## Task prompt
Copy out the line containing "pin: the tree line, one" and each line after it, through the last one in the material, exactly as written.

## Coordinate annotation records
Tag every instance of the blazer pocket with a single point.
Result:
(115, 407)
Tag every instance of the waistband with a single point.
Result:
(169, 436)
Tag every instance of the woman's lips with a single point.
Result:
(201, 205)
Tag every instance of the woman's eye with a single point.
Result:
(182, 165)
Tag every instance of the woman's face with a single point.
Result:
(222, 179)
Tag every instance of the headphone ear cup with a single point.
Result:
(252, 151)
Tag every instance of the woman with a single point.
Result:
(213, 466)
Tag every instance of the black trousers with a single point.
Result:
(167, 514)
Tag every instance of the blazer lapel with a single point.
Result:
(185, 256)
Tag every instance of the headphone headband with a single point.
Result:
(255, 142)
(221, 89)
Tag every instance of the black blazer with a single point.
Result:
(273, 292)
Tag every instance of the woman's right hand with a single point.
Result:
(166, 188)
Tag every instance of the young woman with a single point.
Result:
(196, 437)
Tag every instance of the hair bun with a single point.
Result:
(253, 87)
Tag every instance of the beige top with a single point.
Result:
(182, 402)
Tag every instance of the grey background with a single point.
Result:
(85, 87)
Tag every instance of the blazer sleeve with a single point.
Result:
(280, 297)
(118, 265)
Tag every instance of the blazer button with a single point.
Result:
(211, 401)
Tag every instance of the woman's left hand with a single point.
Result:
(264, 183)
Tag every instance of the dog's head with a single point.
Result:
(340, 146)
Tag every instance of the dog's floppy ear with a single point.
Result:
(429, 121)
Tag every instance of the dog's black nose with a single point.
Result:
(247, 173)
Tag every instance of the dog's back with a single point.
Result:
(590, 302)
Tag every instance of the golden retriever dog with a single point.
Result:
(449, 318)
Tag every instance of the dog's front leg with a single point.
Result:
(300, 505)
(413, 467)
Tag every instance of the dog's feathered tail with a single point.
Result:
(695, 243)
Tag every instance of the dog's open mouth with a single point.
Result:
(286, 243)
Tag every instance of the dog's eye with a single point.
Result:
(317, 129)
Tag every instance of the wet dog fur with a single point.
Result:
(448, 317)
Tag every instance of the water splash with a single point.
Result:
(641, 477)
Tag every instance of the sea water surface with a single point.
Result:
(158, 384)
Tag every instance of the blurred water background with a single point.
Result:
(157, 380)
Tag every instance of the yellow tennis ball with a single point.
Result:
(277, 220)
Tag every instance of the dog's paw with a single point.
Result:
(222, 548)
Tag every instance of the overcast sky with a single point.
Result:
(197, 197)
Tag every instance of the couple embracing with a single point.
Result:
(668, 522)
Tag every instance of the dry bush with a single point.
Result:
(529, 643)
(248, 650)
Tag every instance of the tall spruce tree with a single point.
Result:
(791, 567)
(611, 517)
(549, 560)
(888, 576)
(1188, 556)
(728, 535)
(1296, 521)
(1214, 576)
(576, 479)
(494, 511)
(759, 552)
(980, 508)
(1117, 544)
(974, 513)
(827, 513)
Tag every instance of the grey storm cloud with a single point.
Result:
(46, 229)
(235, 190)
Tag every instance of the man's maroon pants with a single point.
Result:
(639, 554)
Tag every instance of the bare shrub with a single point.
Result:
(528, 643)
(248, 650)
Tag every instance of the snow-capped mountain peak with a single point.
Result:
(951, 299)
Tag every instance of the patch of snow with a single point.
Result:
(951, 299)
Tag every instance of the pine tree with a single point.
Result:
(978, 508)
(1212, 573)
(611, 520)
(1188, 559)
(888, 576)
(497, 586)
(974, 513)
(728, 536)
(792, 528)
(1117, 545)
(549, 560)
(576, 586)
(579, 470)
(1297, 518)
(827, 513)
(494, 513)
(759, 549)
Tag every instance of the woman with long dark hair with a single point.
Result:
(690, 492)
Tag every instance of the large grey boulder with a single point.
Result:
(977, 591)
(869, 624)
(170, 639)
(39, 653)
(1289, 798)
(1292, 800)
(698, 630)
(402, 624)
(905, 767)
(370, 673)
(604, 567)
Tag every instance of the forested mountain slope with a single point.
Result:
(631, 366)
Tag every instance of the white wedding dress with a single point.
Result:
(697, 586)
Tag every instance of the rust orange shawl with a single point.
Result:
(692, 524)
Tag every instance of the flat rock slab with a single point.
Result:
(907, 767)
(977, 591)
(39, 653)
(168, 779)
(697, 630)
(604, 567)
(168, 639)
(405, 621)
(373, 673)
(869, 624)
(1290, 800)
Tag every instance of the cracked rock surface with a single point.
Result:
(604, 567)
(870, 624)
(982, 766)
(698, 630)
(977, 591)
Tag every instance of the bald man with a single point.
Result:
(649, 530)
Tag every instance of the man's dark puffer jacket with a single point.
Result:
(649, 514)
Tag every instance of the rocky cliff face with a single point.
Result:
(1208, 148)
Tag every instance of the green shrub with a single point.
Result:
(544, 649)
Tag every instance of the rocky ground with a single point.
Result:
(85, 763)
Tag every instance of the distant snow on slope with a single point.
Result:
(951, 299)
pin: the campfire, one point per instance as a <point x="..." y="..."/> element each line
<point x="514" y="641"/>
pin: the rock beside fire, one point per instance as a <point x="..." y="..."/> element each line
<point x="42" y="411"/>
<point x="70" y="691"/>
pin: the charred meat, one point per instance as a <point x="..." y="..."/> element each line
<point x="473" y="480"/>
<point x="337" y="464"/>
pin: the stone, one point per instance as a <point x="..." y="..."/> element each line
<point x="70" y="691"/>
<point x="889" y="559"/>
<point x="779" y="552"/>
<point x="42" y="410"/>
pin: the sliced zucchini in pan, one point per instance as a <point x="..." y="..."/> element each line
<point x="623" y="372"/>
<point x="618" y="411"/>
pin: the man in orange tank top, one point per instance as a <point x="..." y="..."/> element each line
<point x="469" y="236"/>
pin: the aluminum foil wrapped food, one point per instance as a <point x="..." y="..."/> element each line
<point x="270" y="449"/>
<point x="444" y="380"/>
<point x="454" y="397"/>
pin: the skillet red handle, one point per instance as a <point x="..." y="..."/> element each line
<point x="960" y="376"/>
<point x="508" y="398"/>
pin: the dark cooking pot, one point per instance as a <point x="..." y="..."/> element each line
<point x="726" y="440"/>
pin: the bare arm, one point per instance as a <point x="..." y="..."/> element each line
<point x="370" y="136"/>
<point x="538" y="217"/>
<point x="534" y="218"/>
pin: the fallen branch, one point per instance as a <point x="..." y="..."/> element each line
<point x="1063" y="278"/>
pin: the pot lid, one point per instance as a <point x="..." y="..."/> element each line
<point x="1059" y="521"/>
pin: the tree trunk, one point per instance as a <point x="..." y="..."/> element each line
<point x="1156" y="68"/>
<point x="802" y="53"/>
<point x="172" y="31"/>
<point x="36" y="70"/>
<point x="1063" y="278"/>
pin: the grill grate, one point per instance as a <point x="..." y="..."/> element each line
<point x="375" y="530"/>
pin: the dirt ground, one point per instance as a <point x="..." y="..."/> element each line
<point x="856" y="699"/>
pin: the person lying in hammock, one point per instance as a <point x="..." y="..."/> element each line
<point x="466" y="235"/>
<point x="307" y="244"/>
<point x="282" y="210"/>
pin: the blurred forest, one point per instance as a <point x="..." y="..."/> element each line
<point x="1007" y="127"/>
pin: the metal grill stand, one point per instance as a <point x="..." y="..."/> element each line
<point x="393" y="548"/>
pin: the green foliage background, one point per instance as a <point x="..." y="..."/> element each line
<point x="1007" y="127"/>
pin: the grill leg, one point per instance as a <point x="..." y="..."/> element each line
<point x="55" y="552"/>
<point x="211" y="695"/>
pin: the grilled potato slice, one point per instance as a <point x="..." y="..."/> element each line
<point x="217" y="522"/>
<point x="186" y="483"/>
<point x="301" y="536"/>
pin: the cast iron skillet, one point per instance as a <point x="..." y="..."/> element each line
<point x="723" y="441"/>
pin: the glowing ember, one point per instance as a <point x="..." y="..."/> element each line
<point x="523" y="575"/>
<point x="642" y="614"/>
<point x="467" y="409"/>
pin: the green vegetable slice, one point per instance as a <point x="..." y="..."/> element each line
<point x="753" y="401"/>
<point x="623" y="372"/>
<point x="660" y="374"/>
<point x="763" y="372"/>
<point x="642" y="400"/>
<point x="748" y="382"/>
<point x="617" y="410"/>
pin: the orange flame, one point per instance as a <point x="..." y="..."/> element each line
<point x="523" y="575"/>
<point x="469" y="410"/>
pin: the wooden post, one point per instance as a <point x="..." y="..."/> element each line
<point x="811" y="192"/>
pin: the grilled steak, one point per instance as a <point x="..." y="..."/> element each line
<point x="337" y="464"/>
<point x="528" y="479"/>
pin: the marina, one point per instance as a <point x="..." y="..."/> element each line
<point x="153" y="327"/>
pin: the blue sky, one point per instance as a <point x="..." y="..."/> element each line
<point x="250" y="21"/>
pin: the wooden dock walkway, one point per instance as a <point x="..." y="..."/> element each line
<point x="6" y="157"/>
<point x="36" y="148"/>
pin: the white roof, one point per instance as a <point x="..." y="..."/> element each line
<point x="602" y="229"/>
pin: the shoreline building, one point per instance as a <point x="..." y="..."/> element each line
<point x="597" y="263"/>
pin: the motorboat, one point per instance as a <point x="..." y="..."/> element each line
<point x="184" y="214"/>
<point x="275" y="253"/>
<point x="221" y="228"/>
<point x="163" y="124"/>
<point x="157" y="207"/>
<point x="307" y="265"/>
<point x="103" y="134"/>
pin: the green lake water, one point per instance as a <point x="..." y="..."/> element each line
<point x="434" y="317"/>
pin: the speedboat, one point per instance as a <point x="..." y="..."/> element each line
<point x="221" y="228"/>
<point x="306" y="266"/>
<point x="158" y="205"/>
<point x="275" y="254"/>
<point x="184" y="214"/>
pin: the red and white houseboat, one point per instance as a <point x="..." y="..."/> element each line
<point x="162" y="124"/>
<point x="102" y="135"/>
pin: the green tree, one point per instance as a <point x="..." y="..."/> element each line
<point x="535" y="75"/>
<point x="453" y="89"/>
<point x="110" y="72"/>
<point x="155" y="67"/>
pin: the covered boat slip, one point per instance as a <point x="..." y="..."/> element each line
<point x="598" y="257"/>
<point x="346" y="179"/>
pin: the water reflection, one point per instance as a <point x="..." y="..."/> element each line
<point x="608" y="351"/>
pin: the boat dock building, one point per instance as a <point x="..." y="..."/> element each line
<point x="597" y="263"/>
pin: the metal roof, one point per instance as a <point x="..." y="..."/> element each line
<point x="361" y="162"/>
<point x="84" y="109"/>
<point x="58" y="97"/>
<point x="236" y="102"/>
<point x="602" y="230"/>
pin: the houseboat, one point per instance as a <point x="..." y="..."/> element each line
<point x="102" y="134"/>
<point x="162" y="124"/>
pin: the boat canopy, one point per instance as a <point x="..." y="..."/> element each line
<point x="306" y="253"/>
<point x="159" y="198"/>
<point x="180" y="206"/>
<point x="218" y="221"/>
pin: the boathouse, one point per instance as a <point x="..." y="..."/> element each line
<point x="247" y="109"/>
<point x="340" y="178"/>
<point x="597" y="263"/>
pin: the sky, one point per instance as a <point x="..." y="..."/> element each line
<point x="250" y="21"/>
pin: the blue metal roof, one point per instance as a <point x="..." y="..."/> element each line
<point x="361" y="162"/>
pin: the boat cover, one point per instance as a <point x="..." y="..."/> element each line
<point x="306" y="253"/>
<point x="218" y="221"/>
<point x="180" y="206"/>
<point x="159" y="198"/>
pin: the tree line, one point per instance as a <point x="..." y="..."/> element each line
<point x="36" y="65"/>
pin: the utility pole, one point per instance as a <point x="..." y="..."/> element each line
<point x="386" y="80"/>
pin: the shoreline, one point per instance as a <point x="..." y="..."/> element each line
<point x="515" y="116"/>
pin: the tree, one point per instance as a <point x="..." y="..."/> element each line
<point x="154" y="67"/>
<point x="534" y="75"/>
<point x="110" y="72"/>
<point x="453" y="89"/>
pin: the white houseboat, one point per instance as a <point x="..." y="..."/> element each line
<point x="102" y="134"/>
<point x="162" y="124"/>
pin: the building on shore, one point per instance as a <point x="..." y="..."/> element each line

## Written answer
pin: the tree line, one point per instance as a <point x="..." y="..."/> element each line
<point x="36" y="65"/>
pin: the utility pole, one point per instance as a <point x="..." y="..."/> element each line
<point x="386" y="80"/>
pin: the shoreline, one point per instance as a <point x="..." y="..."/> element each line
<point x="515" y="116"/>
pin: the tree, one point per instance as a <point x="..." y="..."/> element each line
<point x="154" y="67"/>
<point x="534" y="75"/>
<point x="110" y="72"/>
<point x="453" y="89"/>
pin: the white houseboat, one point per instance as a <point x="..." y="..."/> element each line
<point x="102" y="134"/>
<point x="162" y="124"/>
pin: the building on shore, one point per instance as a <point x="..." y="..."/> element each line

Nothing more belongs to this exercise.